> _Texto extraído_
Governo Lula segue lento com políticas
indígenas
Quando o cacique Raoni
Metuktire subiu a rampa do Palácio do Planalto ao lado do presidente eleito
Luiz Inácio Lula da Silva, no dia 1º de janeiro de 2023, o governo dava um
recado claro sobre o espaço que os povos indígenas passariam a ocupar na gestão
federal. Depois de quatro anos de esvaziamento e paralisação de políticas
voltadas aos povos originários na gestão Bolsonaro, os indígenas voltariam a
ter suas pautas analisadas e atendidas.
Passado pouco mais de
um ano da gestão Lula, é inegável que houve avanço em algumas frentes, como a
própria criação do Ministério dos Povos Indígenas (MPI), o retorno das
demarcações e o enfrentamento da crise humanitária que solapa o povo Yanomami,
alvo de todo tipo de atrocidade na gestão anterior.
Conforme a Agência
Pública apurou, o ministro da Justiça, Ricardo Lewandowski, encaminhou, nos
últimos dias, seis processos de homologação de terras ao MPI e à Casa Civil:
Potiguara de Monte-Mor (PB), Xukuru-Kariri (AL), Morro dos Cavalos (SC), Toldo
Imbu (SC), Cacique Fontoura (TO e MT) e Aldeia Velha (BA). São as que faltam de
uma lista de 14 prometidas no ano passado. A homologação está pronta para ser
assinada e anunciada pelo presidente Lula.
Muitas ações
previstas, no entanto, seguem em ritmo muito abaixo do projetado, como revelam
os dados federais. Há dinheiro disponível, mas falta execução.

> _Requisito 1_
Traduza para o inglês a frase "Há dinheiro disponível, mas falta execução.", do texto sobre políticas indígenas.
> _Requisito 2_
No texto sobre políticas indígenas, a quais órgãos o ministro da Justiça encaminhou os seis processos de homologação de terras?
> _Requisito 3_
Prossiga o texto sobre políticas indígenas a partir da última frase apresentada.
Os registros não têm relação com o texto sobre políticas indígenas.

> _Material fornecido_
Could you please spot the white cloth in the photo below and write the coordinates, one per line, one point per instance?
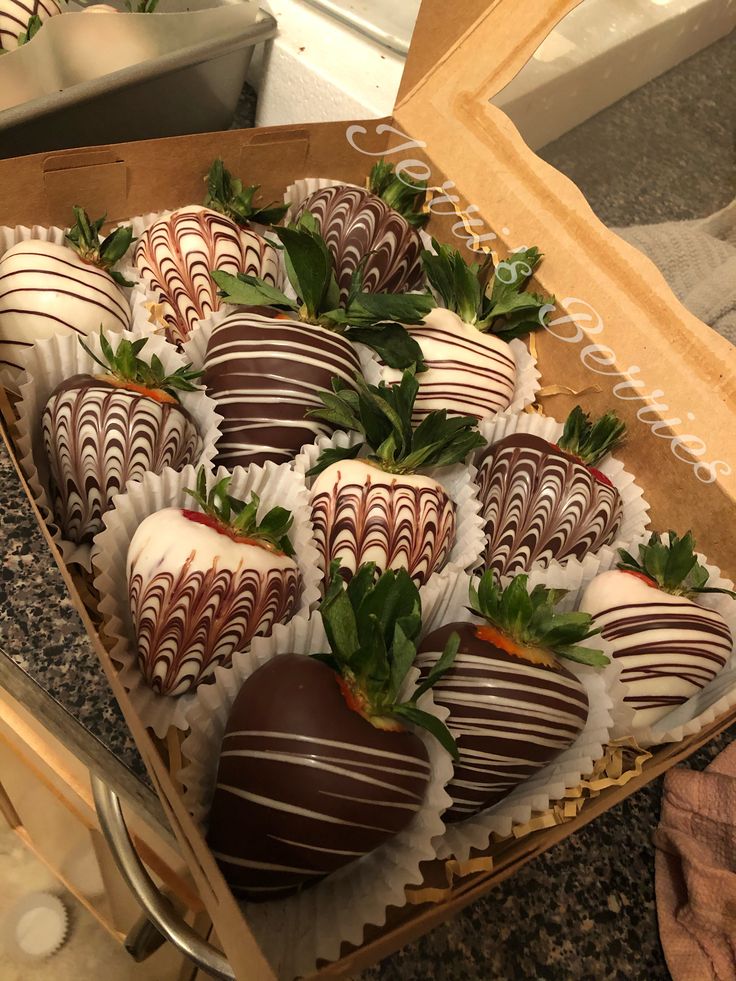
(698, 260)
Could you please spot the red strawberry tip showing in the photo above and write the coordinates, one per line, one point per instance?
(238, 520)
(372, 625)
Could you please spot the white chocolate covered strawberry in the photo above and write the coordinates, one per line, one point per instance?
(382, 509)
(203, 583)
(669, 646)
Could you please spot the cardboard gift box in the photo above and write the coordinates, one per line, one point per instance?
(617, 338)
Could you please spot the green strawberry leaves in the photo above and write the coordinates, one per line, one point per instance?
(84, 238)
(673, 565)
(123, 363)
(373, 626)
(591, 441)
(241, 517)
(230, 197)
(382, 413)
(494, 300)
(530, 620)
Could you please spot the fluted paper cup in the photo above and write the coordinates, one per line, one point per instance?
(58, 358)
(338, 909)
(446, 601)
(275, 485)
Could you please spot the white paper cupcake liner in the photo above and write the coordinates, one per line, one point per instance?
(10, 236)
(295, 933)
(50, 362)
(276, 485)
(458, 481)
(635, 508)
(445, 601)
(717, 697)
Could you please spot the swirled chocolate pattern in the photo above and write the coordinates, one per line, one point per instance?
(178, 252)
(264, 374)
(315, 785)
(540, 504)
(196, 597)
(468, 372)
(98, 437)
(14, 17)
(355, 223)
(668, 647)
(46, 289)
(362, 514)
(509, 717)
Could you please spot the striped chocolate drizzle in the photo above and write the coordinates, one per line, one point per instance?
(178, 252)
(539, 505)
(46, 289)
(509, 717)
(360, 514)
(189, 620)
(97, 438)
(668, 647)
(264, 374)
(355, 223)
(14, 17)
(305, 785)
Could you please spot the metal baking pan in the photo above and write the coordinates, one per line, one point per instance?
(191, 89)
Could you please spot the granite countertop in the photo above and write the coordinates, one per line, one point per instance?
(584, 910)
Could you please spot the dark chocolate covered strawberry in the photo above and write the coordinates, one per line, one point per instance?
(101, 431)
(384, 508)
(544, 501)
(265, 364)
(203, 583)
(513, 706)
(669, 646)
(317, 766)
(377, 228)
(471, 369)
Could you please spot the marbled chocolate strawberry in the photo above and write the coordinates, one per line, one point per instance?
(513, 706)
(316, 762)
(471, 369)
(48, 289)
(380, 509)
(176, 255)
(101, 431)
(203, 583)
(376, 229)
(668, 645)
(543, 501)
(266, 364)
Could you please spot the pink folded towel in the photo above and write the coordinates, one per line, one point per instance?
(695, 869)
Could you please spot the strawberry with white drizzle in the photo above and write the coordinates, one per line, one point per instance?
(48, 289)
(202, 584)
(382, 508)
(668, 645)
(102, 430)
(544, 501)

> _Resultado do exercício 1_
There is money available, but execution is lacking.

> _Resultado do exercício 2_
Ao Ministério dos Povos Indígenas (MPI) e à Casa Civil.

> _Resultado do exercício 3_
A Pública teve acesso
a um panorama financeiro da Fundação Nacional dos Povos Indígenas (Funai),
compilado pelo Instituto de Estudos Socioeconômicos (Inesc). Os dados do
orçamento federal foram extraídos do sistema Siga Brasil e fazem uma comparação
entre os resultados de 2022 e 2023. Para eliminar distorções, todos os valores
foram corrigidos pelo IPCA, até fevereiro deste ano.
As informações revelam
um grande descolamento entre aquilo que o órgão federal teve autorização para
gastar, o montante que chegou a empenhar (reservar para algum tipo de ação ou
projeto) e o que efetivamente utilizou.
<<<< Por
que isso importa?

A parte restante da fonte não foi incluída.